-- TASK TO COMPLETE --
Please restate the entire listing verbatim.

-- RECORDS FOR PROCESSING --

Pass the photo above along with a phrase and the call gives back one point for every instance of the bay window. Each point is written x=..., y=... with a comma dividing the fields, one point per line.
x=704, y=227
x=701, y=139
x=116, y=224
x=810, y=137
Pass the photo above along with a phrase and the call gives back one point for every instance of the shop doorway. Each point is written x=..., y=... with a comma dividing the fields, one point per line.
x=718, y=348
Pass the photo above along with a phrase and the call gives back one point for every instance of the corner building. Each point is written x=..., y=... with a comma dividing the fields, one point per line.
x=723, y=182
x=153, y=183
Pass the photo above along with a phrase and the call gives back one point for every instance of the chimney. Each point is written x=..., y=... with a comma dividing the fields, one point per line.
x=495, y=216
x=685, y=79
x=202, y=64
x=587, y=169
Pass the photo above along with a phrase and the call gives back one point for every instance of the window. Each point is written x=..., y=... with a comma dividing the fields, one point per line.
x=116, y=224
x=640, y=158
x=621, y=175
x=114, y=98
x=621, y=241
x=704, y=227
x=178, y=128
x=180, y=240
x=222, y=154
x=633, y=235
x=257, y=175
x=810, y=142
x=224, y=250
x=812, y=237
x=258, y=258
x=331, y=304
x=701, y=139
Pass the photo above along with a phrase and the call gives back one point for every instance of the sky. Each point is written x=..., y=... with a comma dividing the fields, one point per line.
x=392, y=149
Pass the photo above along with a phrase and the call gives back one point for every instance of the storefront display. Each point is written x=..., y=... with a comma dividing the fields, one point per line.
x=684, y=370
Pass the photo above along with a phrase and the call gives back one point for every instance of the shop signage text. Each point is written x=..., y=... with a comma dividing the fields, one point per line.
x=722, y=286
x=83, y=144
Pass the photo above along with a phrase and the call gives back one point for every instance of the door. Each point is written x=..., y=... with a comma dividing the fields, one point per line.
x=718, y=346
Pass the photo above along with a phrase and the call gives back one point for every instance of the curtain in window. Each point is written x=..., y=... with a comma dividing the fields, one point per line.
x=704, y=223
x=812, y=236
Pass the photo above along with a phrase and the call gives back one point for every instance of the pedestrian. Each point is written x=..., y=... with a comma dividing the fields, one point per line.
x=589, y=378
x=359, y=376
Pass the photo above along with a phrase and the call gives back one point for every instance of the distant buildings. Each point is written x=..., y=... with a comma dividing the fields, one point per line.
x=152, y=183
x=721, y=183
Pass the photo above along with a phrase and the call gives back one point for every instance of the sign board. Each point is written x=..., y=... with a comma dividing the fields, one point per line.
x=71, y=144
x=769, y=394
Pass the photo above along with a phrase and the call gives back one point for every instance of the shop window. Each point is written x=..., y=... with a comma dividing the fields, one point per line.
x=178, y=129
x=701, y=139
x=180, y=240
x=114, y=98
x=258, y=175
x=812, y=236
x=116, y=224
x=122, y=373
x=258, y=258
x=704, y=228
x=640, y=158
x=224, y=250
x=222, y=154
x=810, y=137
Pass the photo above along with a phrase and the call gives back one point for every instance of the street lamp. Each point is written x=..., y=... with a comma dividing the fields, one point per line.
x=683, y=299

-- RESULT FOR THIS TASK --
Pass the photo above along with a phrase and the call gives back one point for every instance of the bay window. Each point is written x=..., y=... with a comma dividing the fields, one point per line.
x=704, y=227
x=701, y=139
x=116, y=224
x=810, y=137
Pass the photo above along with a phrase and the call gives back one point for every instance of the shop doorway. Each point is written x=..., y=... with a comma dividing the fields, one point per line.
x=718, y=348
Pass the photo above along with a phrase and the call gives back one point for every instance of the corner building. Each point is written x=..., y=... with a comma dividing the fields, one point per line.
x=723, y=182
x=153, y=183
Pass the photo above along with a phrase and the call gives back one point for every instance of the chimney. Each point is written x=..., y=... with a comma dividing the fields, one point per line.
x=495, y=216
x=685, y=79
x=202, y=64
x=587, y=169
Pass the photo above along with a phrase and the call gives back one point for every instance of the window. Each point is written x=..., y=... with a comma dividing the fields, one point per line.
x=116, y=224
x=640, y=158
x=621, y=175
x=114, y=98
x=621, y=241
x=704, y=227
x=178, y=128
x=180, y=240
x=222, y=154
x=633, y=235
x=257, y=175
x=810, y=142
x=224, y=250
x=812, y=237
x=258, y=258
x=331, y=304
x=701, y=139
Pass the photo above along with a phrase and the call gives back one point for every instance of the sky. Each point is written x=..., y=... with a comma dividing the fields, one point per line.
x=392, y=149
Pass the photo above along with a phrase and the call gives back one point for every instance of the storefront display. Each point is written x=..., y=... with a comma dividing the fields, one point per line.
x=684, y=370
Pass the photo above along with a phrase and the call gives back one point for every instance of the shop signage text. Each point is written x=..., y=... with a comma dividing the fields, one point per line.
x=722, y=286
x=83, y=144
Pass the photo above along with a phrase and the call gives back one point for every instance of the door. Each point is written x=..., y=... with a comma dividing the fields, one point per line.
x=718, y=346
Pass the photo above along with a phrase and the call gives back one point for every instance of the curtain in window. Each point is written x=..., y=... with a comma dividing the fields, one point per line.
x=704, y=223
x=812, y=236
Pass the photo above along with a phrase and the call gives back one point for every instance of the pedestrian. Each point is written x=..., y=... with a comma dividing the fields, one point per line.
x=589, y=378
x=359, y=376
Pass the photo above along with a phrase and the call gives back one point for every instance of the distant buildings. Each point is written x=..., y=... with a comma dividing the fields, one point per line.
x=152, y=183
x=721, y=183
Pass the photo above along with a phrase and the call gives back one point for every instance of the sign board. Each point is written x=..., y=... with a comma dividing the fields, one point per line.
x=71, y=144
x=769, y=394
Pass the photo above along with a phrase and the call gives back one point for every instance of the shop window. Each point is written x=..., y=... with a comma dividing the fields, one point per line.
x=178, y=129
x=701, y=139
x=180, y=240
x=114, y=98
x=258, y=175
x=812, y=236
x=116, y=224
x=122, y=373
x=258, y=258
x=704, y=228
x=640, y=158
x=224, y=250
x=222, y=154
x=810, y=137
Pass the photo above along with a phrase and the call gives back one point for every instance of the street lamp. Each point is written x=..., y=... with a comma dividing the fields, one point per line.
x=683, y=299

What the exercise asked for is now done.